● **Material supplied**
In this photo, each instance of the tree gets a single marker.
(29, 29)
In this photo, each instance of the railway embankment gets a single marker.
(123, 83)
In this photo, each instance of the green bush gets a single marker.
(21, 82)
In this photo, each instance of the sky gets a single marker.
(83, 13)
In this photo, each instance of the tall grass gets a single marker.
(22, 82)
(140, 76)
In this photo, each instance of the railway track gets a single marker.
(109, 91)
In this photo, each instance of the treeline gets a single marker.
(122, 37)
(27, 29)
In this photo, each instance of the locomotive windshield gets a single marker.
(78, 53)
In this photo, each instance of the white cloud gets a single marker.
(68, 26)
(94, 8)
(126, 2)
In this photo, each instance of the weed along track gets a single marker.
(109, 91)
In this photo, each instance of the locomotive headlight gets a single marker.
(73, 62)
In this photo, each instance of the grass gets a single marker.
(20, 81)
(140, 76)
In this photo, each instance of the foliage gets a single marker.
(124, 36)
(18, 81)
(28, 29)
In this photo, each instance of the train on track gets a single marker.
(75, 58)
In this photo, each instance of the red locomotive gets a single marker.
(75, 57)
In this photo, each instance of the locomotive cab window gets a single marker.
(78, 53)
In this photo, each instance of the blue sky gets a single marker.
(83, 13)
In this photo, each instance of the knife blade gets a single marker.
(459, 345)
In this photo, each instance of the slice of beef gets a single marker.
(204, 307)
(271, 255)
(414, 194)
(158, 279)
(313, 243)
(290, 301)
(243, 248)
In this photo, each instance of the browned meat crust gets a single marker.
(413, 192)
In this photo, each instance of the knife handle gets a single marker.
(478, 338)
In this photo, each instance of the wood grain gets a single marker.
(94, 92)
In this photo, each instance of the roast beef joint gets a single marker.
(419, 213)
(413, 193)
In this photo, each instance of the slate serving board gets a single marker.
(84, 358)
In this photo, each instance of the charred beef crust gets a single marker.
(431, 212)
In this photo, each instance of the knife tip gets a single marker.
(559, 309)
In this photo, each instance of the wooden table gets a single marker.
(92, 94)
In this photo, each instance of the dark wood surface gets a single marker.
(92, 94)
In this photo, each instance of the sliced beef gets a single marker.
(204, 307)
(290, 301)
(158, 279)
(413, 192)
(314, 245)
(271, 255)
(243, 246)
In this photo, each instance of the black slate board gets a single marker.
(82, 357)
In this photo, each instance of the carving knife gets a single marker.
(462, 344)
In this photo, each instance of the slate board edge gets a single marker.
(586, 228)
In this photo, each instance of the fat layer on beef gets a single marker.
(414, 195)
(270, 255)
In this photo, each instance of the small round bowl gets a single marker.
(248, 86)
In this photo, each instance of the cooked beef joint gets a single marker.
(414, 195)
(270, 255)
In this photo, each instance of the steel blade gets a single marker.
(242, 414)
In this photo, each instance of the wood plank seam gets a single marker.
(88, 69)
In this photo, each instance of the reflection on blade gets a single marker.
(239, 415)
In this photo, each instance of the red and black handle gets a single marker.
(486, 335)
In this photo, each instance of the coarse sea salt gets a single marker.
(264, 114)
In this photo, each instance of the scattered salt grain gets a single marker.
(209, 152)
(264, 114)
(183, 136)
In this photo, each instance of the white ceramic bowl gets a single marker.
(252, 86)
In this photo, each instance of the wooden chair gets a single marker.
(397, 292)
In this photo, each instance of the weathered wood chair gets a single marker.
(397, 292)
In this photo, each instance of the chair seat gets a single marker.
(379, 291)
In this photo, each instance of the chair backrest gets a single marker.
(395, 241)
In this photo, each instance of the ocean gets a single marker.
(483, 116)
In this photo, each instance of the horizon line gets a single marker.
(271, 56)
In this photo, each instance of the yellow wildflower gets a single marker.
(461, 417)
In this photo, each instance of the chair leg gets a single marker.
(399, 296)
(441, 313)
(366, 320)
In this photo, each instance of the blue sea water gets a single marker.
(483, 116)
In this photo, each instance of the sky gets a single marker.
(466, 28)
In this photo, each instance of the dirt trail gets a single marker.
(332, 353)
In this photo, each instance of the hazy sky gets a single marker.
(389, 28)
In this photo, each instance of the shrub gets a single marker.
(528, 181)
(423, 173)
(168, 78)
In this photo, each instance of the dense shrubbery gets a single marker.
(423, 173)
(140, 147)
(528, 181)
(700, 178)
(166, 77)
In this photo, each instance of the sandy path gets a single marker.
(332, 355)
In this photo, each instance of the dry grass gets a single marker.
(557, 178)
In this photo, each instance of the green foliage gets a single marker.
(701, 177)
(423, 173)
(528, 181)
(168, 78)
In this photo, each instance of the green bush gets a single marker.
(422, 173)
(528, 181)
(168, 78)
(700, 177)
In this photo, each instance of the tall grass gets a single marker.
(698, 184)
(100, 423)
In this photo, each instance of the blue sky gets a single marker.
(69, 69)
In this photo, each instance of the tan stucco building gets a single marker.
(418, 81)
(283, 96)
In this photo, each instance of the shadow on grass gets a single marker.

● **Problem**
Copy down the whole of the data above, matching it exactly.

● **Final answer**
In this photo, each instance of the tree gets a single marker.
(29, 29)
In this photo, each instance of the railway embankment gets a single marker.
(123, 83)
In this photo, each instance of the green bush gets a single marker.
(21, 82)
In this photo, each instance of the sky gets a single marker.
(83, 13)
In this photo, each instance of the tall grass gets a single marker.
(22, 82)
(140, 76)
In this photo, each instance of the railway track gets a single marker.
(109, 91)
In this photo, each instance of the treeline gets a single marker.
(122, 37)
(27, 29)
In this photo, each instance of the locomotive windshield gets a single marker.
(78, 53)
In this photo, each instance of the white cloud gets a single marker.
(68, 26)
(94, 8)
(126, 2)
In this photo, each instance of the weed along track gets a single marker.
(109, 91)
In this photo, each instance of the locomotive headlight gets a single marker.
(73, 62)
In this photo, each instance of the grass gets a single marker.
(20, 81)
(140, 76)
In this photo, each instance of the foliage gets a single marker.
(124, 36)
(18, 81)
(28, 29)
In this photo, each instance of the train on track gets a single marker.
(75, 58)
In this photo, each instance of the red locomotive gets a single marker.
(75, 57)
In this photo, each instance of the locomotive cab window gets a single marker.
(78, 53)
In this photo, each instance of the blue sky gets a single marker.
(83, 13)
In this photo, each instance of the knife blade gets a single marker.
(459, 345)
In this photo, each instance of the slice of beef gets a single marker.
(204, 307)
(271, 255)
(414, 194)
(158, 279)
(313, 243)
(290, 301)
(243, 248)
In this photo, each instance of the browned meat crust gets a single marker.
(413, 192)
In this photo, each instance of the knife handle gets a single marker.
(478, 338)
In this photo, each instance of the wood grain gets a single marker.
(94, 92)
In this photo, each instance of the roast beef joint gets a single marker.
(419, 213)
(413, 193)
In this photo, each instance of the slate serving board gets a single marker.
(84, 358)
In this photo, each instance of the charred beef crust gets a single marker.
(431, 212)
In this photo, each instance of the knife tip gets a single marker.
(559, 309)
In this photo, each instance of the wooden table gets a single marker.
(92, 94)
In this photo, each instance of the dark wood surface gets a single marker.
(92, 94)
In this photo, each instance of the sliced beef gets a single marker.
(204, 307)
(290, 301)
(158, 279)
(413, 192)
(314, 245)
(271, 255)
(243, 246)
In this photo, each instance of the black slate board gets a single marker.
(82, 357)
In this photo, each instance of the carving knife gets a single marker.
(462, 344)
In this photo, each instance of the slate board edge gets a single marker.
(586, 228)
In this photo, each instance of the fat layer on beef gets a single marker.
(414, 195)
(270, 255)
In this photo, each instance of the small round bowl gets a single marker.
(248, 86)
In this photo, each instance of the cooked beef joint gets a single marker.
(414, 195)
(270, 255)
In this photo, each instance of the steel blade gets a single marker.
(242, 414)
In this photo, each instance of the wood plank seam gets a single marker.
(88, 69)
In this photo, each instance of the reflection on blade gets a single marker.
(239, 415)
In this photo, each instance of the red and black handle gets a single marker.
(486, 335)
In this photo, each instance of the coarse sea salt gets a single marker.
(264, 114)
In this photo, each instance of the scattered salt grain gets a single marker.
(209, 152)
(264, 114)
(183, 136)
In this photo, each instance of the white ceramic bowl gets a single marker.
(252, 86)
In this photo, each instance of the wooden chair gets a single marker.
(397, 292)
In this photo, each instance of the weathered wood chair gets a single marker.
(397, 292)
In this photo, each instance of the chair seat gets a single marker.
(379, 291)
In this photo, each instance of the chair backrest gets a single marker.
(395, 241)
In this photo, each instance of the ocean gets a single marker.
(483, 116)
In this photo, each instance of the horizon line gets a single marker.
(271, 56)
In this photo, each instance of the yellow wildflower gets a single marker.
(461, 417)
In this photo, each instance of the chair leg gets a single marker.
(399, 296)
(441, 313)
(366, 320)
In this photo, each instance of the blue sea water gets a single marker.
(483, 116)
In this photo, each instance of the sky gets a single marker.
(466, 28)
In this photo, each instance of the dirt trail gets a single marker.
(332, 353)
In this photo, each instance of the hazy sky gets a single marker.
(389, 28)
In this photo, each instance of the shrub gets a single marker.
(528, 181)
(423, 173)
(168, 78)
In this photo, each instance of the dense shrubbery gets a single marker.
(423, 173)
(140, 147)
(528, 181)
(700, 178)
(166, 77)
In this photo, each instance of the sandy path gets a single marker.
(332, 355)
In this photo, each instance of the dry grass gets a single marker.
(557, 178)
In this photo, each instance of the green foliage gets a single marker.
(701, 177)
(423, 173)
(528, 181)
(168, 78)
In this photo, each instance of the green bush gets a single marker.
(422, 173)
(528, 181)
(168, 78)
(700, 177)
In this photo, each instance of the tall grass gets a single marker.
(698, 184)
(100, 423)
In this photo, each instance of the blue sky gets a single marker.
(69, 69)
In this photo, each instance of the tan stucco building gets a single marker.
(418, 81)
(283, 96)
In this photo, each instance of the shadow on grass gets a single marker.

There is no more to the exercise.